* **Task details**: Starting at the line that contains "Tag each instance of the horse's nostril", copy each line through the end of the listing below. Include both ends and output nothing more.

* **Information shown**:
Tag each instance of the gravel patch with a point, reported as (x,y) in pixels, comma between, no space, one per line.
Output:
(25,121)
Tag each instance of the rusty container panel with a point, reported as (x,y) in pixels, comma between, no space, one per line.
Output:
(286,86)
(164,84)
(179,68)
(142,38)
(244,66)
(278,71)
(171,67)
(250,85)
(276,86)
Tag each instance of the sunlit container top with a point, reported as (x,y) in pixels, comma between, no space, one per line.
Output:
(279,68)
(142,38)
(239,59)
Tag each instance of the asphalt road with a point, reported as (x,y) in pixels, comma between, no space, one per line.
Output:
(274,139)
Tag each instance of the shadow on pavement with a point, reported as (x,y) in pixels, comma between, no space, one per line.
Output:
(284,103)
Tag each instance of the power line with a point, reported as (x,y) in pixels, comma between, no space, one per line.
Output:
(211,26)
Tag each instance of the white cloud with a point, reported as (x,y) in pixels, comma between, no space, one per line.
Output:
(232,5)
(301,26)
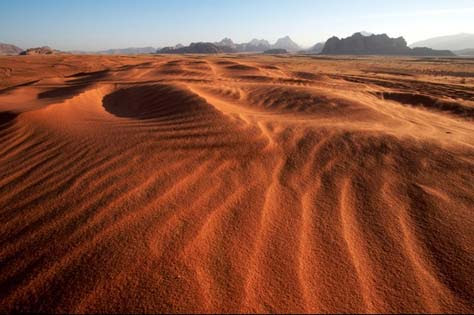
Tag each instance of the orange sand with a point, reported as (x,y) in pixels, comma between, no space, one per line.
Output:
(236,184)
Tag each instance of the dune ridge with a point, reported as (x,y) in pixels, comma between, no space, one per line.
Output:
(244,184)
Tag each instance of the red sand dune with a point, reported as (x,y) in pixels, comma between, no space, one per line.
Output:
(232,184)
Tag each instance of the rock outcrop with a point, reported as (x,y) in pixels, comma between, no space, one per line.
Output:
(359,44)
(45,50)
(286,43)
(8,49)
(276,51)
(197,48)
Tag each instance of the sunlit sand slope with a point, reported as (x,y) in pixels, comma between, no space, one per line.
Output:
(236,184)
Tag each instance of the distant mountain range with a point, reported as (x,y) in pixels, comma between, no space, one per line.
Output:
(361,43)
(451,42)
(465,52)
(228,46)
(8,49)
(381,44)
(45,50)
(119,51)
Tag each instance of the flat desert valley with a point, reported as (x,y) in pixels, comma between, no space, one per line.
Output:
(236,183)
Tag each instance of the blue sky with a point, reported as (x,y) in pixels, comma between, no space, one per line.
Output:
(102,24)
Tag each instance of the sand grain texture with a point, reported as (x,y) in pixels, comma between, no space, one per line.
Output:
(236,184)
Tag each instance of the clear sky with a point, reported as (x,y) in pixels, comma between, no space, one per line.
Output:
(103,24)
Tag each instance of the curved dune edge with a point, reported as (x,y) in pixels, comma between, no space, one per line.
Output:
(194,185)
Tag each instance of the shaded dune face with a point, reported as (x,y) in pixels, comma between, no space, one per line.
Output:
(176,184)
(154,101)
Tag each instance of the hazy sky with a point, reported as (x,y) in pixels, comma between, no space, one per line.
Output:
(102,24)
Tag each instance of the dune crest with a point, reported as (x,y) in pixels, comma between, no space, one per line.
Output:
(235,184)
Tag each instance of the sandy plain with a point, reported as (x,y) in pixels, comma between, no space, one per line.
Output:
(236,183)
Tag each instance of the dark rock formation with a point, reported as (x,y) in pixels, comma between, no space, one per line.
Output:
(8,49)
(359,44)
(465,52)
(276,51)
(316,49)
(286,43)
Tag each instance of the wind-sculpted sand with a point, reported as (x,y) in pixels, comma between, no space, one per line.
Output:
(236,184)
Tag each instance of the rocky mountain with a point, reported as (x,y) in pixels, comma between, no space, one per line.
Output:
(227,42)
(364,33)
(465,52)
(197,48)
(275,51)
(286,43)
(316,49)
(45,50)
(255,45)
(451,42)
(8,49)
(359,44)
(118,51)
(127,51)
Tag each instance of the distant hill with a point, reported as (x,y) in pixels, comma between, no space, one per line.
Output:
(465,52)
(276,51)
(45,50)
(226,42)
(118,51)
(8,49)
(451,42)
(227,45)
(255,45)
(316,49)
(364,33)
(197,48)
(358,44)
(286,43)
(128,51)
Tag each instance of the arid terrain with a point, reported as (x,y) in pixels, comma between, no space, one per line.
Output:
(236,183)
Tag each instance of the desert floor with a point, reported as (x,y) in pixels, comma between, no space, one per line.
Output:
(236,184)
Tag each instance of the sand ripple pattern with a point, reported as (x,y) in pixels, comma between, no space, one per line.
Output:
(234,185)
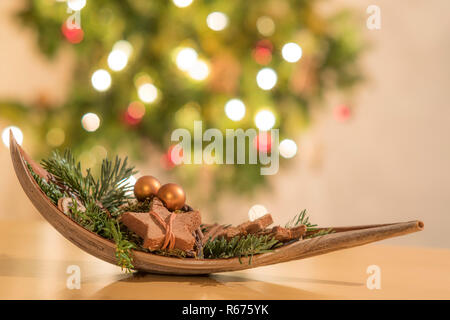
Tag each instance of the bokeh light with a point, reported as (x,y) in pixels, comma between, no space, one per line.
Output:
(186,58)
(265,26)
(90,122)
(257,211)
(217,21)
(72,33)
(55,137)
(264,120)
(76,5)
(235,109)
(266,78)
(124,46)
(136,110)
(263,142)
(101,80)
(182,3)
(17,133)
(147,92)
(199,70)
(263,52)
(288,148)
(117,60)
(291,52)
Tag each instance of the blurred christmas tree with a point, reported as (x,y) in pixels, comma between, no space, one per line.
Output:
(145,68)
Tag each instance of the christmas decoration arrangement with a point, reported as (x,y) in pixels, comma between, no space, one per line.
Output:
(150,227)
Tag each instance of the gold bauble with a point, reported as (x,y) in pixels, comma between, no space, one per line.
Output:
(172,195)
(146,187)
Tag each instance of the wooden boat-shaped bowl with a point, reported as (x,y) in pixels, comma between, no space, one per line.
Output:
(342,238)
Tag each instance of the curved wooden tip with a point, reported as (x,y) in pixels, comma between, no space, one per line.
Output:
(344,237)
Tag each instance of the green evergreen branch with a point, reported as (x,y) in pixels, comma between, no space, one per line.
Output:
(303,219)
(50,189)
(246,246)
(110,190)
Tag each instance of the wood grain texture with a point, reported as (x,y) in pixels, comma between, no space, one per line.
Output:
(344,237)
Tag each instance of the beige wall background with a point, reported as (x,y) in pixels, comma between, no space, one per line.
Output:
(389,163)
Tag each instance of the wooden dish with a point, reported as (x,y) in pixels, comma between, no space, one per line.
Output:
(342,238)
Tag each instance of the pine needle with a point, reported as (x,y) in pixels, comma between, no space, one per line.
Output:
(246,246)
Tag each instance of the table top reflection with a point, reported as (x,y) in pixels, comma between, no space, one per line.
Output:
(34,262)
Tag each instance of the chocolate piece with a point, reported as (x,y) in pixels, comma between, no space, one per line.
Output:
(249,227)
(150,229)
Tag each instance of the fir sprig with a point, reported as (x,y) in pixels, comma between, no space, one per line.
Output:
(300,219)
(111,189)
(311,229)
(246,246)
(51,190)
(97,195)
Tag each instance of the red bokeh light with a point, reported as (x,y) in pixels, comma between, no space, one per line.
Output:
(73,34)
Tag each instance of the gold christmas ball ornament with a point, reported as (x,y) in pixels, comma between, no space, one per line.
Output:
(145,187)
(172,195)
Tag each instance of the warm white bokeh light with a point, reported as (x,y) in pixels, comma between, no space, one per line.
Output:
(264,120)
(186,58)
(288,148)
(266,78)
(147,92)
(117,60)
(291,52)
(257,211)
(124,46)
(101,80)
(235,109)
(90,122)
(182,3)
(199,70)
(17,133)
(217,21)
(55,137)
(265,26)
(76,5)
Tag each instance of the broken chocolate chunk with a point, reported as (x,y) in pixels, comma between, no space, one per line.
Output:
(148,227)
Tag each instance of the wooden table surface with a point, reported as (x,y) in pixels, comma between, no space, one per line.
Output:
(34,259)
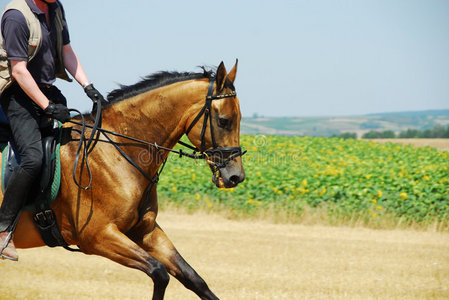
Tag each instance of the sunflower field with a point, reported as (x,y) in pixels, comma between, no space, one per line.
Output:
(347,179)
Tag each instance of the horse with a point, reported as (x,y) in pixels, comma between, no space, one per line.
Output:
(116,217)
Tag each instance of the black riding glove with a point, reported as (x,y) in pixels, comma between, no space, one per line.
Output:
(94,94)
(57,111)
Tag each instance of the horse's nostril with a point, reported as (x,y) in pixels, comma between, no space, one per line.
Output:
(234,179)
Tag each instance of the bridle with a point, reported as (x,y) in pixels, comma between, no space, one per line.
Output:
(226,154)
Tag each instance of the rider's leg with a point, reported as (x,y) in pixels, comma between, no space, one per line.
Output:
(24,118)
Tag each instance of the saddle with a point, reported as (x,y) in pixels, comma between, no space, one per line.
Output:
(45,190)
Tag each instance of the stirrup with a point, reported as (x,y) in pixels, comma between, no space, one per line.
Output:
(6,246)
(6,242)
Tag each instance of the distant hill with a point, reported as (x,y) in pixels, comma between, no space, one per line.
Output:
(328,126)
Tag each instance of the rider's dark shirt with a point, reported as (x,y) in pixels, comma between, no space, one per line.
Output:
(16,34)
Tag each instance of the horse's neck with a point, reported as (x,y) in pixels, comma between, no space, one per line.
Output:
(158,116)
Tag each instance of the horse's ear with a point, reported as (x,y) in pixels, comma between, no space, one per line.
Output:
(221,76)
(233,73)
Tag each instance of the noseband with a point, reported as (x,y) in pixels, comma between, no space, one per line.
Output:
(229,152)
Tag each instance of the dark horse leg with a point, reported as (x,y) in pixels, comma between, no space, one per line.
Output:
(159,246)
(113,244)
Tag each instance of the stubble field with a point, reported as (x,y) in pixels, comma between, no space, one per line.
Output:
(251,260)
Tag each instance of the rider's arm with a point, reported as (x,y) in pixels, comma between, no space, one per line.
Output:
(23,77)
(73,65)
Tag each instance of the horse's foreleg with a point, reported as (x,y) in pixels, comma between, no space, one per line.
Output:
(113,244)
(159,246)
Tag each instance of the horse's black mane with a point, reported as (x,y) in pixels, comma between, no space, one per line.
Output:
(155,81)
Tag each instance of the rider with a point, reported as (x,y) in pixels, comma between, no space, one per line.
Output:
(35,37)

* **Answer to the task**:
Tag each instance of the horse's nostril with a point, reported as (x,y) in pixels, comma between, no space, one per line.
Output:
(234,179)
Tag each instance of the bridle with a point, reported as (x,y) in pixels, comma between, no space, one per line.
Output:
(226,154)
Tag each instance of the rider's leg with a point, reported as (x,y) in pixels, comma between, no space, one per line.
Output:
(24,118)
Tag each instance of the saddle with a point, reported as (x,y) in pixels, comma between, no space, one per line.
Output:
(45,190)
Tag each instance of the stirrup with a point, reported as (x,y) in pixels, comma between, no space, one per line.
Output:
(6,246)
(6,242)
Tag each instance of the distant hill with a point, reported as (x,y) in pixels, comma between, no space, one per line.
Output:
(328,126)
Tag each instance of the rider's dark shirt with a point, reported as (x,y) in pixels, comma between, no space, one per line.
Output:
(16,34)
Tag each instance of the horse's neck with a point, reported as (x,y) in pixels, comma between, no space, one per line.
Output:
(158,116)
Tag each instance of the horse's ear with a point, reported as (x,y) in pixels, comma between, no space, one per line.
Output:
(221,76)
(233,73)
Tag each instance of the noseband with a point, reported as (x,y) in pixels, comma between, no space, one per line.
Output:
(229,152)
Tag each instance of the dark horse leg with a point, reported as (x,y) in pixels, comma between, no space, one per line.
Output:
(159,246)
(113,244)
Tag each instance of the stubble field with a point, reported as (x,y) in pixels, comma between, no space, one per line.
Output:
(251,260)
Tag each instance of the rider's arm with a point, reported as (x,y) in pixels, comma between, no space, one per line.
Output:
(23,77)
(73,65)
Tag each instance of the horse's foreleg with a point, reported as (x,y) in pixels, comma between, no space, one per line.
Output:
(113,244)
(159,246)
Tag each instance of the horse's black mane with a point, reported as (x,y) in pixels, comma between, no space, one per line.
Output:
(155,81)
Tag each instance of the rider with a point, reported as (x,y) in pixels, comma between, no space, one per line.
Output:
(35,37)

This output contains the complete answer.